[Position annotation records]

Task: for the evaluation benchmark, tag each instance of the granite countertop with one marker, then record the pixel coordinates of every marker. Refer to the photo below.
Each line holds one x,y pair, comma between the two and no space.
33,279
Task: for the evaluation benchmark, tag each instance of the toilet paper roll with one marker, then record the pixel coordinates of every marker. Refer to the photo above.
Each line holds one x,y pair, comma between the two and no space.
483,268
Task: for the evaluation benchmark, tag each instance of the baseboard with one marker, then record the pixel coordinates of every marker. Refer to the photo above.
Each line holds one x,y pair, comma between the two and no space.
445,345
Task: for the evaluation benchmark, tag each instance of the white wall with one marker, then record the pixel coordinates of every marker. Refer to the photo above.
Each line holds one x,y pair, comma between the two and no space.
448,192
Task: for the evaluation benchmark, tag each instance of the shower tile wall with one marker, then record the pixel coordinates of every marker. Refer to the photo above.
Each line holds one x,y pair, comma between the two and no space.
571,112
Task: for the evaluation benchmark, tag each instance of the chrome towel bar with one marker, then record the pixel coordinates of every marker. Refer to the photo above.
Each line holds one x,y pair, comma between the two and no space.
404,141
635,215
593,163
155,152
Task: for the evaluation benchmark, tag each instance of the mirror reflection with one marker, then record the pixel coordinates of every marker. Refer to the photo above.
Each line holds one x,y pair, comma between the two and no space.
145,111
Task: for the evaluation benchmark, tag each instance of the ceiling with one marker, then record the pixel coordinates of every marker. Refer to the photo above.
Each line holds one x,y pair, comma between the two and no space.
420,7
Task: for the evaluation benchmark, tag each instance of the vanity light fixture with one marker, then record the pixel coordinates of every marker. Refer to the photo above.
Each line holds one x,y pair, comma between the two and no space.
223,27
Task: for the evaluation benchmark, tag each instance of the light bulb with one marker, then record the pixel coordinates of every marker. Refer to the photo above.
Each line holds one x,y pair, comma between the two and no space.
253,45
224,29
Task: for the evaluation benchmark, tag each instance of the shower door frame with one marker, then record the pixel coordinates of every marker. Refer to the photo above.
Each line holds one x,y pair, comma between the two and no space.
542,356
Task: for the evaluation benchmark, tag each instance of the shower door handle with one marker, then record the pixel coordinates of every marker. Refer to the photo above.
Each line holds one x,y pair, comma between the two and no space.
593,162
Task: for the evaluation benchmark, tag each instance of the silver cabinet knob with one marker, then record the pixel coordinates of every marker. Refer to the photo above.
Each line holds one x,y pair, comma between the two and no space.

■ **DIRECTIVE**: Could you present every line of the rows above as a Markdown table with two columns, Num for the line number and Line for its text, leaving out any blank lines?

■ **EXERCISE SOLUTION**:
| Num | Line |
|---|---|
| 1 | Task: for the evaluation benchmark, tag each instance of the granite countertop with one marker, then record the pixel coordinates of every marker. Refer to the photo below. |
| 2 | Each line holds one x,y pair, comma between the two and no space. |
| 3 | 33,279 |
| 4 | Task: for the evaluation benchmark, tag each instance of the toilet paper roll with one marker, then record the pixel coordinates of every marker. Refer to the photo above. |
| 5 | Each line holds one x,y pair, comma between the two and no space. |
| 6 | 483,268 |
| 7 | Task: for the evaluation benchmark, tag each instance of the baseboard with one marker, then record the pixel coordinates of every marker. Refer to the photo above. |
| 8 | Each line holds one x,y pair, comma between the two and no space. |
| 9 | 445,345 |
| 10 | Task: for the evaluation benchmark, tag each instance of the white wall with one marker, then record the pixel coordinates of every marker. Refer to the photo above. |
| 11 | Each line holds one x,y pair, comma between the two and no space. |
| 12 | 448,192 |
| 13 | Task: for the evaluation benchmark, tag each instance of the shower tile wall with one marker, then record the pixel coordinates of every marker. Refer to the photo above. |
| 14 | Each line holds one x,y pair, comma between the two and no space. |
| 15 | 571,112 |
| 16 | Task: for the evaluation benchmark, tag each instance of the chrome towel bar with one marker, then record the pixel coordinates of every marker. Refer to the photo above. |
| 17 | Each line holds one x,y pair, comma between the two and no space. |
| 18 | 404,141 |
| 19 | 635,215 |
| 20 | 593,163 |
| 21 | 155,152 |
| 22 | Task: for the evaluation benchmark, tag each instance of the mirror reflection with one marker, then record the pixel coordinates of every marker. Refer to the photo above. |
| 23 | Each line holds one x,y pair, comma between the two and no space. |
| 24 | 145,111 |
| 25 | Task: for the evaluation benchmark, tag each instance of the ceiling with one marker, then record the pixel coordinates of every marker. Refer to the photo above. |
| 26 | Each line holds one x,y pair, comma between the two and no space. |
| 27 | 420,7 |
| 28 | Task: for the evaluation benchmark, tag each instance of the vanity light fixture with one marker, then record the pixel coordinates of every marker. Refer to the photo above. |
| 29 | Each line holds one x,y pair, comma between the two and no space. |
| 30 | 223,27 |
| 31 | Task: for the evaluation benchmark, tag each instance of the light bulb with one marker, then record the pixel coordinates of every marker. Refer to the photo above. |
| 32 | Each line holds one x,y pair, comma between the two and no space. |
| 33 | 253,45 |
| 34 | 224,29 |
| 35 | Task: for the evaluation benchmark, tag each instance of the shower door frame with one marker, then record the pixel coordinates of every marker. Refer to the photo above. |
| 36 | Each line holds one x,y pair, comma between the two and no space. |
| 37 | 542,356 |
| 38 | Task: for the evaluation benchmark, tag each instance of the shower door handle with one marker, then record the pixel coordinates of every marker. Refer to the photo above. |
| 39 | Each line holds one x,y pair, comma between the two and no space. |
| 40 | 593,162 |
| 41 | Task: for the evaluation benchmark, tag each instance of the silver cabinet knob with one marker, then record the pixel coordinates of every marker. Refer to the photo above. |
| 42 | Each line holds one x,y pair, comma between the two and no space. |